### Saved entries
[Start of Attachment]

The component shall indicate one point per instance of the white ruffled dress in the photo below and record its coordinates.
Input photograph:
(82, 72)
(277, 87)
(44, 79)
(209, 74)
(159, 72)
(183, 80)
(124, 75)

[End of Attachment]

### PROBLEM STATEMENT
Repeat each of the records exactly as written.

### REPLY TO THE EXERCISE
The component shall indicate one point per instance of the white ruffled dress in the photo below and record its coordinates.
Input photograph:
(82, 72)
(277, 87)
(44, 79)
(209, 74)
(159, 72)
(183, 80)
(124, 75)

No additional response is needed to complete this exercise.